» WRITTEN REQUEST: Copy all of the records below, requests included, and increase every bounding-box coordinate in the answers by 89.

Dataset rows:
• • • • • • •

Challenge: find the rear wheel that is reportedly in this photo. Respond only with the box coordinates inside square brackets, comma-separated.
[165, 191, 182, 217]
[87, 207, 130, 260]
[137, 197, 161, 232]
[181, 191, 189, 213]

• • • • • • •

» EXERCISE RESULT:
Challenge: find the rear wheel that is reportedly in this photo. Respond only with the box coordinates inside square brackets, comma-separated.
[254, 280, 271, 306]
[176, 296, 219, 349]
[226, 286, 250, 321]
[270, 280, 278, 302]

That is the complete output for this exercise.